### [Kutipan Teks]
┄┄┄┄┄┄┄┄┄┄

Email: syafwal@gmail.com






Abstrak

Pemberian Hak Tanggungan dilakukan dengan tahap pembuatan Akta Pemberian Hak Tanggungan (APHT) oleh Pejabat Pembuat Akta Tanah (PPAT) yang  kemudian  didaftarkan di Kantor Pertanahan. PPAT  wajib  mendaftarkan APHT  pada  Kantor  Pertanahan  selambat-lambatnya  tujuh  hari  kerja  setelah penandatanganan APHT, namun dalam praktik sehari-hari, terdapat PPAT yang terlambat mendaftarkan APHT  ke Kantor Pertanahan. Tujuan penelitian ini untuk mengetahui,  memahami  dan  menganalisis  apakah  keterlambatan  pendaftaran APHT  mempengaruhi  keabsahan  Hak  Tanggungan dan untuk  mengetahui, memahami dan menganalisis apa akibat hukum lewatnya batas waktu kewajiban mendaftarkan APHT oleh PPAT. Setelah diadakan penelitian dengan pendekatan peraturan  perundang-undangan diambil  kesimpulan bahwa keterlambatan pendaftaran APHT tidak berpengaruh terhadap keabsahan APHT, sehingga setelah APHT tersebut didaftarkan tidak mempengaruhi proses lahirnya  Hak  Tanggungan  dan  keabsahan  Hak  Tanggungan,  Hak  Tanggungan baru akan lahir setelah tujuh hari APHT didaftarkan secara lengkap beserta warkah-warkah yang dibutuhkan untuk pendaftaran, dibuktikan dengan terbitnya sertifikat  Hak  Tanggungan.  Keterlambatan  pendaftaran  hanya  akan  menunda lahirnya Hak Tanggungan, namun tidak berpengaruh terhadap keabsahan APHT  untuk proses pendaftaran Hak Tanggungan. Akibat hukum lewatnya batas waktu kewajiban mendaftarkan APHT oleh PPAT, dapat menimbulkan gugatan beserta sanksi terhadap PPAT itu sendiri, baik secara perdata maupun administratif, dan dapat  menimbulkan  kerugian  bagi  para  pihak  yang  melakukan  perjanjian khususnya pihak kreditor.

Kata kunci: Keterlambatan, APHT, PPAT



Abstract

Obligations  Vesting  do  with  the  making  of  Vesting  Act  Liability (APHT)  by  Record  Office  Land  Act  (PPAT) is  then  registered  in  the  Lands Office. APHT must register at the Lands Office no later than 7 days after the signing of the APHT, but in practical this day, there’s PPAT late to register APHT  to Lands Office. The purpose of this study to know, understand and analyze the delay  affect  the validity  of APHT  registration  rights  obligations and  to  know, understand and analyze what caused the latest legal obligation deadline to register APHT by PPAT. Having conducted research with the approach of legislation and the opinion of the scholars be concluded that late registration APHT has no effect on the validity of the APHT, the APHT until after registration does not affect the validity of the birth of Rights Obligations and Liabilities Rights, Rights of the new obligations will be born after 7(seven) day registered APHT and attach the letter required for registration, as evidenced by a certificate issued rights obligations. Late registration will only delay the birth of rights obligations, but did not affect the validity of the APHT for the registration rights obligations. Due to the latest legal obligation deadline to register APHT by PPAT, can give rise to a lawsuit along with sanctions against PPAT itself, either civil or administrative, and cancause damage to the party who commits the agreement  particularly the creditors.

┄┄┄┄┄┄┄┄┄┄

### [Data Tercatat]
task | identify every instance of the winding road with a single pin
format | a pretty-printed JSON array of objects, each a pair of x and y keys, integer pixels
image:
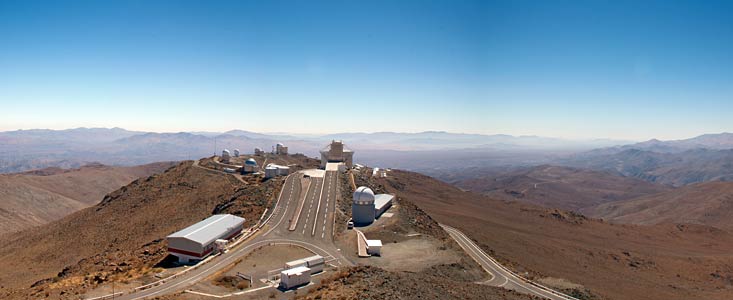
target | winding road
[
  {"x": 501, "y": 276},
  {"x": 275, "y": 230}
]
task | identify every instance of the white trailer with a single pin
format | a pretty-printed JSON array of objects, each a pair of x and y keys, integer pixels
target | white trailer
[
  {"x": 315, "y": 263},
  {"x": 294, "y": 277}
]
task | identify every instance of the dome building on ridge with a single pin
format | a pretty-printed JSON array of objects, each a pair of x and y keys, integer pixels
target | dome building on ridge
[
  {"x": 225, "y": 156},
  {"x": 249, "y": 166}
]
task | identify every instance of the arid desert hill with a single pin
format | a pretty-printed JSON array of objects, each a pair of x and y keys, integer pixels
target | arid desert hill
[
  {"x": 655, "y": 262},
  {"x": 560, "y": 187},
  {"x": 37, "y": 197},
  {"x": 709, "y": 203}
]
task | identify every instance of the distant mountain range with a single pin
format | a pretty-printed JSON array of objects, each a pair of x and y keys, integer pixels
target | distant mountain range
[
  {"x": 558, "y": 187},
  {"x": 709, "y": 203},
  {"x": 704, "y": 158},
  {"x": 40, "y": 148}
]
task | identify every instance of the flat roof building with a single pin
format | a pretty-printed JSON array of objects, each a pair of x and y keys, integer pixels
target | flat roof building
[
  {"x": 273, "y": 170},
  {"x": 336, "y": 152},
  {"x": 374, "y": 247},
  {"x": 197, "y": 241}
]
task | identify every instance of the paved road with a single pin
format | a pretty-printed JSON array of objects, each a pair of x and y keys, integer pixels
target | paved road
[
  {"x": 315, "y": 225},
  {"x": 501, "y": 276}
]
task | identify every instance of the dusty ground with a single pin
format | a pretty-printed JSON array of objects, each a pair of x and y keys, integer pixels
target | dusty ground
[
  {"x": 37, "y": 197},
  {"x": 260, "y": 264},
  {"x": 367, "y": 282},
  {"x": 418, "y": 259},
  {"x": 122, "y": 238},
  {"x": 612, "y": 261}
]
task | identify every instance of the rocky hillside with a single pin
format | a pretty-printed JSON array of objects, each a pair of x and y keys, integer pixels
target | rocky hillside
[
  {"x": 365, "y": 282},
  {"x": 560, "y": 187},
  {"x": 608, "y": 261},
  {"x": 709, "y": 203},
  {"x": 124, "y": 233},
  {"x": 37, "y": 197}
]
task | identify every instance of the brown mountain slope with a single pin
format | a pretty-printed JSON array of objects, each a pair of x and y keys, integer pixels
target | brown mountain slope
[
  {"x": 709, "y": 203},
  {"x": 612, "y": 261},
  {"x": 38, "y": 197},
  {"x": 560, "y": 187},
  {"x": 125, "y": 232}
]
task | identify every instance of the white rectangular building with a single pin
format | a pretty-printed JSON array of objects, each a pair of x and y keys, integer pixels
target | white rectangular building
[
  {"x": 273, "y": 170},
  {"x": 374, "y": 247},
  {"x": 382, "y": 202},
  {"x": 294, "y": 277},
  {"x": 198, "y": 240},
  {"x": 315, "y": 263}
]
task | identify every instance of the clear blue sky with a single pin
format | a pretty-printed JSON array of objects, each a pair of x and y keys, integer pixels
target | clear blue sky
[{"x": 576, "y": 69}]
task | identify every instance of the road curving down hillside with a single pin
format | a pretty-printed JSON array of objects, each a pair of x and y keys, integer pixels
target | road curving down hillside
[{"x": 501, "y": 276}]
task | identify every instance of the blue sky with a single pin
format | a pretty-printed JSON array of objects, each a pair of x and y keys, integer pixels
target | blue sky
[{"x": 574, "y": 69}]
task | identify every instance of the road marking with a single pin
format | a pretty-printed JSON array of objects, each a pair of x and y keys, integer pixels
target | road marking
[
  {"x": 319, "y": 205},
  {"x": 282, "y": 217}
]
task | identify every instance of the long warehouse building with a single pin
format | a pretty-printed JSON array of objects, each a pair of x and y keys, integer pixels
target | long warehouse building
[{"x": 198, "y": 240}]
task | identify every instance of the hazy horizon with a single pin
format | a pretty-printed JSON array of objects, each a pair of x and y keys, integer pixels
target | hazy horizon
[{"x": 573, "y": 70}]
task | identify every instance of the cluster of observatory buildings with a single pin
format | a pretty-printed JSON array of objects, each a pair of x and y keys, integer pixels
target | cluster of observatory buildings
[
  {"x": 250, "y": 165},
  {"x": 196, "y": 242}
]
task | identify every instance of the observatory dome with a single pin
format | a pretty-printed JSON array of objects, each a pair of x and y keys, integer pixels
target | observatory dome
[{"x": 364, "y": 195}]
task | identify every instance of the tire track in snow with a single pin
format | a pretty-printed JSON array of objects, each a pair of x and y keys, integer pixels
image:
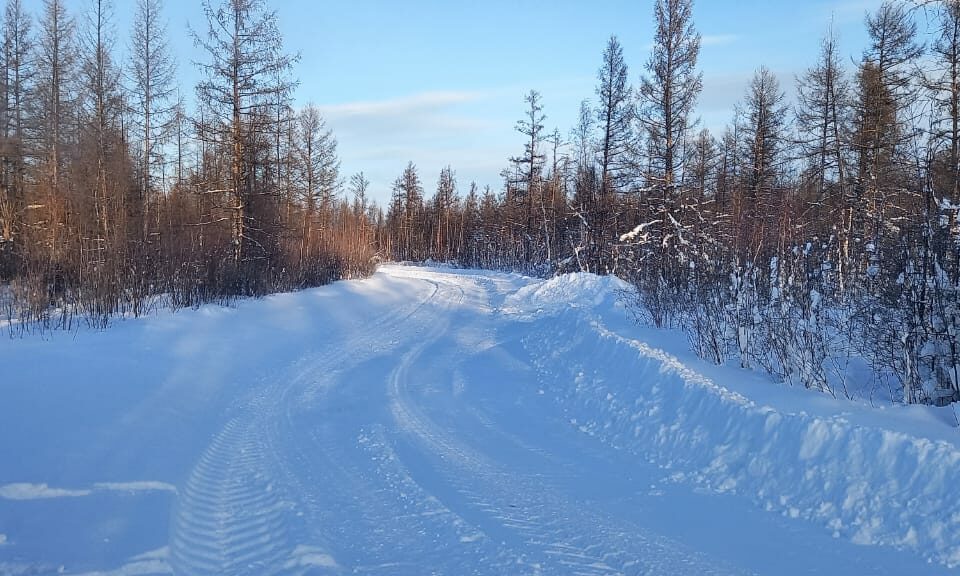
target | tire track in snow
[
  {"x": 229, "y": 518},
  {"x": 368, "y": 502},
  {"x": 550, "y": 533}
]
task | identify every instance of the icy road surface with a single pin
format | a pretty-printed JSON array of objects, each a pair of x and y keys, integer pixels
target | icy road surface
[{"x": 420, "y": 422}]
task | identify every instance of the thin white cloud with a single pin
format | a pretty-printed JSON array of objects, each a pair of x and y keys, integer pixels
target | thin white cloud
[
  {"x": 413, "y": 104},
  {"x": 25, "y": 491},
  {"x": 852, "y": 10},
  {"x": 718, "y": 39}
]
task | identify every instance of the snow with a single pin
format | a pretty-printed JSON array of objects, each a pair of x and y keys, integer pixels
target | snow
[{"x": 432, "y": 420}]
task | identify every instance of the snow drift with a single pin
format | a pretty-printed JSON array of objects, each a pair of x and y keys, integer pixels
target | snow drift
[{"x": 873, "y": 476}]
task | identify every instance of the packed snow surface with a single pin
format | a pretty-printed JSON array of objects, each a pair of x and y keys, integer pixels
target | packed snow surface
[{"x": 433, "y": 421}]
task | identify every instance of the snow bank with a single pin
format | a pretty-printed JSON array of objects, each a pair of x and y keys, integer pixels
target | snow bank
[
  {"x": 864, "y": 474},
  {"x": 577, "y": 290}
]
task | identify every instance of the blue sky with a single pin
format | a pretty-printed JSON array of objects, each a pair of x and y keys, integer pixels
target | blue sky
[{"x": 441, "y": 82}]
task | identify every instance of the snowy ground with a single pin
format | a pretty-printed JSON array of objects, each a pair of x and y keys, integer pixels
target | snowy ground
[{"x": 433, "y": 421}]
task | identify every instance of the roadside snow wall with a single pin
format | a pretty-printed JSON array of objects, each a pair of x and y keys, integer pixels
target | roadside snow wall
[{"x": 868, "y": 483}]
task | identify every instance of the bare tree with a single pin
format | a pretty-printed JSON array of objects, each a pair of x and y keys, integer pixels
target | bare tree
[
  {"x": 668, "y": 95},
  {"x": 18, "y": 68},
  {"x": 152, "y": 73},
  {"x": 244, "y": 72}
]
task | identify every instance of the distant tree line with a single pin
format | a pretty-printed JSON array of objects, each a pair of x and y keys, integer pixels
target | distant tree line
[
  {"x": 113, "y": 196},
  {"x": 802, "y": 239}
]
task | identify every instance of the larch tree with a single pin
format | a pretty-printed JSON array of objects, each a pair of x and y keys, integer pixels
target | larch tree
[
  {"x": 152, "y": 73},
  {"x": 764, "y": 143},
  {"x": 318, "y": 176},
  {"x": 244, "y": 71},
  {"x": 18, "y": 68},
  {"x": 614, "y": 115},
  {"x": 669, "y": 92},
  {"x": 54, "y": 114}
]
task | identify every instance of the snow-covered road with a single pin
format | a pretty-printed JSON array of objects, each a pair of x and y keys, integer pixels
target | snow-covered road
[{"x": 420, "y": 422}]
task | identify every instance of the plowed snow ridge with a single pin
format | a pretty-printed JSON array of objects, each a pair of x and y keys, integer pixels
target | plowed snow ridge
[{"x": 431, "y": 421}]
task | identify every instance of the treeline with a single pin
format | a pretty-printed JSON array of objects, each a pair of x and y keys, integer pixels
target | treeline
[
  {"x": 802, "y": 239},
  {"x": 113, "y": 196}
]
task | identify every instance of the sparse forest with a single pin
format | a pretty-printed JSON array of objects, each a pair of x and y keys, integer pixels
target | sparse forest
[{"x": 816, "y": 231}]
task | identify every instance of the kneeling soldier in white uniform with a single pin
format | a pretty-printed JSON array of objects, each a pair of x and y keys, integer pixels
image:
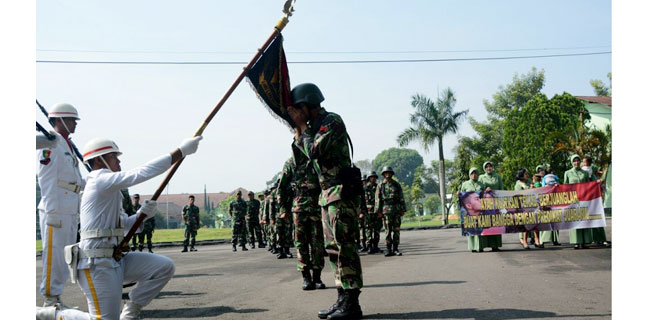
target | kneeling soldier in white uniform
[
  {"x": 103, "y": 224},
  {"x": 61, "y": 184}
]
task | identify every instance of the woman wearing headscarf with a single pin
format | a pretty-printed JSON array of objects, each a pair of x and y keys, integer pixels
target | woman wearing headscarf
[
  {"x": 491, "y": 181},
  {"x": 578, "y": 237},
  {"x": 523, "y": 184},
  {"x": 474, "y": 243}
]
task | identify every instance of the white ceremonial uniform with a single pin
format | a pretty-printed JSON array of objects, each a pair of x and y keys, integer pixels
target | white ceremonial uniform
[
  {"x": 101, "y": 278},
  {"x": 61, "y": 183}
]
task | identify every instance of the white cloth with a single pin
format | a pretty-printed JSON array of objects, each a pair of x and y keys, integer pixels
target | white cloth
[
  {"x": 151, "y": 272},
  {"x": 58, "y": 164},
  {"x": 55, "y": 270},
  {"x": 101, "y": 208},
  {"x": 101, "y": 204},
  {"x": 57, "y": 204}
]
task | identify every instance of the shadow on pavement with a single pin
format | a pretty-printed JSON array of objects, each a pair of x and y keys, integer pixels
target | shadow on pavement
[
  {"x": 479, "y": 314},
  {"x": 410, "y": 284},
  {"x": 163, "y": 294},
  {"x": 197, "y": 312},
  {"x": 191, "y": 275}
]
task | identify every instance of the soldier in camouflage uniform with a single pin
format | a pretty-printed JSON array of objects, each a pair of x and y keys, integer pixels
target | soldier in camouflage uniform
[
  {"x": 265, "y": 220},
  {"x": 363, "y": 217},
  {"x": 308, "y": 236},
  {"x": 284, "y": 195},
  {"x": 192, "y": 221},
  {"x": 253, "y": 220},
  {"x": 389, "y": 201},
  {"x": 148, "y": 228},
  {"x": 130, "y": 210},
  {"x": 237, "y": 211},
  {"x": 373, "y": 219},
  {"x": 321, "y": 136}
]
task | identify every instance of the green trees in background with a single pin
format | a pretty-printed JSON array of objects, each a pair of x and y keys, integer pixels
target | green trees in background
[
  {"x": 403, "y": 161},
  {"x": 431, "y": 121}
]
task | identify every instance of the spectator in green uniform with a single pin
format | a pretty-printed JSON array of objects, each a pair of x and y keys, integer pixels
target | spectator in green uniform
[
  {"x": 491, "y": 181},
  {"x": 474, "y": 243},
  {"x": 578, "y": 237},
  {"x": 237, "y": 210},
  {"x": 523, "y": 184},
  {"x": 192, "y": 223},
  {"x": 389, "y": 201}
]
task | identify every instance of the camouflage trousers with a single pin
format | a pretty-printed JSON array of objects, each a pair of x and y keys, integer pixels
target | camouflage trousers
[
  {"x": 239, "y": 232},
  {"x": 141, "y": 237},
  {"x": 309, "y": 240},
  {"x": 273, "y": 235},
  {"x": 189, "y": 233},
  {"x": 361, "y": 237},
  {"x": 393, "y": 223},
  {"x": 255, "y": 231},
  {"x": 283, "y": 231},
  {"x": 340, "y": 227},
  {"x": 373, "y": 228}
]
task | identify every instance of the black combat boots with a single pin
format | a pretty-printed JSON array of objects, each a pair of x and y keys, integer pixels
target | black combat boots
[
  {"x": 349, "y": 308},
  {"x": 307, "y": 283},
  {"x": 317, "y": 281},
  {"x": 281, "y": 253},
  {"x": 326, "y": 312},
  {"x": 390, "y": 252}
]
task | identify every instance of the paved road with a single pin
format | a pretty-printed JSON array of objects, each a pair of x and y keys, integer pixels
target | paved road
[{"x": 436, "y": 278}]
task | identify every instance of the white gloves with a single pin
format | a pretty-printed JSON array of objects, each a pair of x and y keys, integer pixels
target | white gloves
[
  {"x": 43, "y": 142},
  {"x": 149, "y": 208},
  {"x": 189, "y": 146}
]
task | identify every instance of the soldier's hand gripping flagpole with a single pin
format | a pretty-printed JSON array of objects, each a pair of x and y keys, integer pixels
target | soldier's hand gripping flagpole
[{"x": 122, "y": 247}]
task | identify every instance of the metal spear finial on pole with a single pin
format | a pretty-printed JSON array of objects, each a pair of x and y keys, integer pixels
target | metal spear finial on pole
[{"x": 123, "y": 246}]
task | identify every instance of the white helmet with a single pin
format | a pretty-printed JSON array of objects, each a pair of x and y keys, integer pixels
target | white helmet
[
  {"x": 63, "y": 110},
  {"x": 97, "y": 147}
]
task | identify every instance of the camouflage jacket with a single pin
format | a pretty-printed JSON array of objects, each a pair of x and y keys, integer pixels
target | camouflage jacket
[
  {"x": 253, "y": 207},
  {"x": 191, "y": 217},
  {"x": 325, "y": 143},
  {"x": 285, "y": 189},
  {"x": 369, "y": 194},
  {"x": 238, "y": 210},
  {"x": 305, "y": 185},
  {"x": 389, "y": 198}
]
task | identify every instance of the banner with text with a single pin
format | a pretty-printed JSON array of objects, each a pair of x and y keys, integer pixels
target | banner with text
[{"x": 564, "y": 206}]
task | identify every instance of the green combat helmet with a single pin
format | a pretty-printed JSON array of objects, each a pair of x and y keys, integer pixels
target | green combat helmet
[
  {"x": 307, "y": 93},
  {"x": 387, "y": 169}
]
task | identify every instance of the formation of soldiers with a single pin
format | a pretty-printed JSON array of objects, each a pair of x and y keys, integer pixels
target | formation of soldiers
[{"x": 318, "y": 203}]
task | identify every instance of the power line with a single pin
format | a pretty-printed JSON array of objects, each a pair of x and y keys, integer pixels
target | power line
[
  {"x": 324, "y": 61},
  {"x": 327, "y": 52}
]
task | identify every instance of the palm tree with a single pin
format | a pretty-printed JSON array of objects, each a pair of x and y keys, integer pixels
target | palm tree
[{"x": 431, "y": 121}]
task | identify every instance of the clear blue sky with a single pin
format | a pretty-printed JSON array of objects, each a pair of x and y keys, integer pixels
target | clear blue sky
[{"x": 149, "y": 109}]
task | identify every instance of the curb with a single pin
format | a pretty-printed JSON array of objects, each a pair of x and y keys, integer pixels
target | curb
[{"x": 220, "y": 241}]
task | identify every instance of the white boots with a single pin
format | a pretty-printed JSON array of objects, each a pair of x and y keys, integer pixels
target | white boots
[
  {"x": 130, "y": 311},
  {"x": 55, "y": 301},
  {"x": 46, "y": 313}
]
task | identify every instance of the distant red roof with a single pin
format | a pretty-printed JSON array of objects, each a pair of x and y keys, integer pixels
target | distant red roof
[{"x": 601, "y": 100}]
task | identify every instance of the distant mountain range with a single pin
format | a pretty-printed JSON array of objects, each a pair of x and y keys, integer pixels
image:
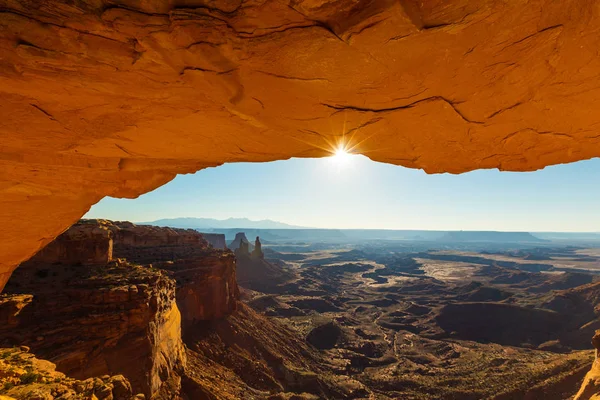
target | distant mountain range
[{"x": 211, "y": 223}]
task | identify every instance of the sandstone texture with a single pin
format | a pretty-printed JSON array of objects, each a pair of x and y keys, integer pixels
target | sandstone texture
[
  {"x": 206, "y": 278},
  {"x": 105, "y": 97},
  {"x": 116, "y": 319},
  {"x": 92, "y": 318},
  {"x": 590, "y": 388},
  {"x": 23, "y": 376},
  {"x": 123, "y": 316}
]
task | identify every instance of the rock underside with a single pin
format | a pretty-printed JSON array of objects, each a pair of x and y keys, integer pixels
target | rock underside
[{"x": 105, "y": 97}]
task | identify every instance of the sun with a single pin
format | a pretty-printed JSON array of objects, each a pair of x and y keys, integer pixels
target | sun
[{"x": 341, "y": 157}]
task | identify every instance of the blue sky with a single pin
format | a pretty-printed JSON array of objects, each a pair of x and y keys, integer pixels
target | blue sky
[{"x": 360, "y": 193}]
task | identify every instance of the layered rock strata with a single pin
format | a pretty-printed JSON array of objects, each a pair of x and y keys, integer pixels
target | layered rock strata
[
  {"x": 23, "y": 376},
  {"x": 92, "y": 321},
  {"x": 216, "y": 240},
  {"x": 131, "y": 312}
]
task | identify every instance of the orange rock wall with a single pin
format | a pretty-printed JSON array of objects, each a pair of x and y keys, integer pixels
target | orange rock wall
[{"x": 115, "y": 97}]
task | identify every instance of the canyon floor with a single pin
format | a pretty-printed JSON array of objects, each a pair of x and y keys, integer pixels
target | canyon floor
[
  {"x": 122, "y": 309},
  {"x": 409, "y": 323}
]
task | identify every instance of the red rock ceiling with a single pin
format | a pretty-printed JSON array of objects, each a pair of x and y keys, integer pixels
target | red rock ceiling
[{"x": 115, "y": 98}]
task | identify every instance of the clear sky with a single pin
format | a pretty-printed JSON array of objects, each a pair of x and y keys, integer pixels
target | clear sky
[{"x": 359, "y": 193}]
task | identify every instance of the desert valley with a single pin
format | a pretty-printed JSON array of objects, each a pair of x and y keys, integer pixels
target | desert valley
[
  {"x": 473, "y": 122},
  {"x": 122, "y": 311}
]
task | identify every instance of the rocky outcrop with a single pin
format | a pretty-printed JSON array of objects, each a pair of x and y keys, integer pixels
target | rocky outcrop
[
  {"x": 240, "y": 243},
  {"x": 148, "y": 244},
  {"x": 89, "y": 89},
  {"x": 216, "y": 240},
  {"x": 206, "y": 279},
  {"x": 23, "y": 376},
  {"x": 86, "y": 319},
  {"x": 590, "y": 388},
  {"x": 257, "y": 252},
  {"x": 206, "y": 287},
  {"x": 125, "y": 307},
  {"x": 89, "y": 242}
]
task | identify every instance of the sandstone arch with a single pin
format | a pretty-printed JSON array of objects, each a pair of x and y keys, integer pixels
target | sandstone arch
[{"x": 108, "y": 97}]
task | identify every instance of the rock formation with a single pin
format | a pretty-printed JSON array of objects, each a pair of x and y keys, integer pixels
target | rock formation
[
  {"x": 125, "y": 308},
  {"x": 216, "y": 240},
  {"x": 86, "y": 243},
  {"x": 116, "y": 98},
  {"x": 23, "y": 376},
  {"x": 206, "y": 280},
  {"x": 257, "y": 252},
  {"x": 92, "y": 321},
  {"x": 241, "y": 244},
  {"x": 590, "y": 388}
]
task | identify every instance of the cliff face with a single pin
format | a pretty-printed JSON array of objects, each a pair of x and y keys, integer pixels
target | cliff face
[
  {"x": 216, "y": 240},
  {"x": 147, "y": 244},
  {"x": 92, "y": 317},
  {"x": 206, "y": 278},
  {"x": 206, "y": 287},
  {"x": 89, "y": 243},
  {"x": 590, "y": 388},
  {"x": 93, "y": 321},
  {"x": 23, "y": 376},
  {"x": 117, "y": 97}
]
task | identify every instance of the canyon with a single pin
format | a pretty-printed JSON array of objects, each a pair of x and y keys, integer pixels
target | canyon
[
  {"x": 115, "y": 98},
  {"x": 160, "y": 307},
  {"x": 158, "y": 311}
]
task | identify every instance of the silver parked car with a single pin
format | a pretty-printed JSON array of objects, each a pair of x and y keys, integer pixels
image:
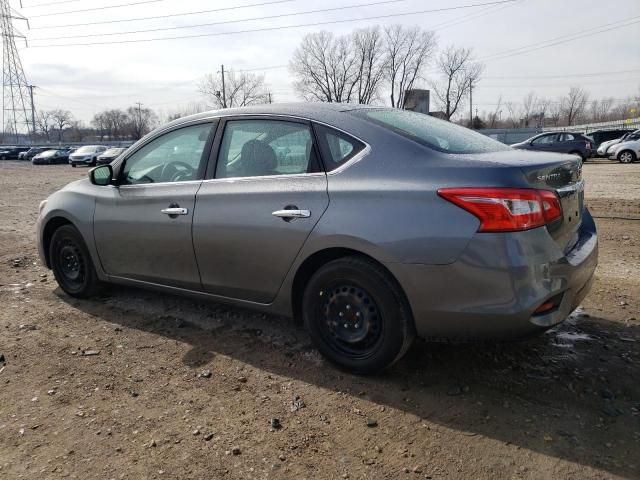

┄┄┄┄┄┄┄┄┄┄

### [Tugas]
Lanjutkan kutipan tentang keterlambatan pendaftaran APHT oleh PPAT, dimulai setelah kalimat terakhirnya. Item-item di atas diambil dari sumber yang berbeda dengan kutipan teks.

### [Hasil Tugas]
Keywords: Tardiness, APHT, PPAT







PENDAHULUAN
Pembangunan ekonomi sebagai bagian dari Pembangunan Nasional yang merupakan salah satu upaya untuk mewujudkan kesejahteraan rakyat yang adil, makmur dan merata, berdasarkan Pancasila dan Undang-Undang Dasar 1945. Dalam rangka memelihara keseimbangan pembangunan tersebut yang para pelakunya meliputi baik pemerintah maupun masyarakat sebagai orang perseorangan dan Badan Hukum sangat diperlukan dana dalam jumlah besar.  Perkembangan dalam sektor perekonommian masyarakat Indonesia saat ini menunjukkan perkembangan yang sangat baik,  diantaranya kemudahan  dalam  memperoleh kredit  juga menjadi  faktor  pendukung  kemajuan ekonomi.  Masyarakat  baik  secara perorangan  atau  korporasi berusaha meningkatkan usahanya, dalam upaya mencukupi kebutuhannya ini dibutuhkan sumber dana yang antara lain dalam bentuk perkreditan agar dapat mendukung kebutuhan modal kerja yang semakin meningkat.
Masyarakat dapat mengajukan pinjaman uang kepada bank dengan memberikan jaminan kepada Bank, dalam hal ini pihak yang memberikan pinjaman uang disebut sebagai kreditor dan pihak yang  menerima  pinjaman  uang  disebut sebagai Debitor. Hubungan ini  disebut sebagai  perjanjian  Kredit;  kredit  juga  dapat membantu  menjaga kestabilan perekonomian Negara, karena dengan adanya kredit akan sangat membantu masyarakat untuk mengembangkan usahanya, melancarkan  produksi  dan perdagangan sehingga secara tidak langsung akan meningkatkan taraf hidup masyarakat.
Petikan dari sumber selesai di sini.